▶ _ARTICLE_:
Reputation: 25
I want to scape all the titles fo the result from google search.
For example, if I google 'asus', then I want to scrape all the title of the first page.
My problem is my result is empty.
The code is as below:
url = 'https://www.google.com/search?q=asus'
first_page <- read_html(url)
title = html_nodes(first_page,'h3.LC20lb.DKV0Md') %>% html_text()
The reason why I use 'h3.LC20lb.DKV0Md' because I inspect the source code like below figure enter image description here
Upvotes: 2
Views: 4545
Reputation: 173793
The problem is that the class names on Google searches are not constant, so you need to use tag names instead of class names. I find it easier with xpath rather than css selectors:
library(tidyverse)
library(rvest)
url = 'https://www.google.com/search?q=asus'
first_page <- read_html(url)
titles <- html_nodes(first_page, xpath = "//div/div/div/a/div[not(div)]") %>%
html_text()
titles <- titles[titles != ">"]
titles <- titles[titles != "View all"]
titles <- titles[nzchar(titles)]
df <- tibble(title = titles[1:(length(titles)/2) * 2 - 1],
url = titles[1:(length(titles)/2) * 2])
df
#> # A tibble: 7 x 2
#> title url
#> <chr> <chr>
#> 1 ASUS United Kingdom https://www.asus.com › ...
#> 2 Asus - Wikipedia https://en.wikipedia.org › wiki › Asus
#> 3 Asus Store: Computers & Accessories~ https://www.amazon.co.uk › Asus-Computer~
#> 4 ASUS - Amazon.co.uk https://www.amazon.co.uk › stores › ASUS~
#> 5 ASUS RMA https://rma.asus-europe.eu
#> 6 ASUS Subreddit https://www.reddit.com › ASUS
#> 7 ASUS Deals | Laptops Direct https://www.laptopsdirect.co.uk › asus
Created on 2020-03-02 by the reprex package (v0.3.0)
Upvotes: 4

▶ _SOURCE EXCERPT_:
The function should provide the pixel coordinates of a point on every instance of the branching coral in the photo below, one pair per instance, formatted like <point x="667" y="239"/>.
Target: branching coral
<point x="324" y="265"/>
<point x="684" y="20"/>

▶ _TASK GOAL_: Say yes or no to whether each statement agrees with the thread, quoting the words of the thread that decide it: 1. The answer says the class names on Google searches stay the same. 2. The person answering finds xpath easier than css selectors. 3. The person asking got an empty result. The lines have nothing to do with this work.

▶ _COMPLETE ANSWER_:
1. No: "the class names on Google searches are not constant"
2. Yes: "I find it easier with xpath rather than css selectors"
3. Yes: "My problem is my result is empty."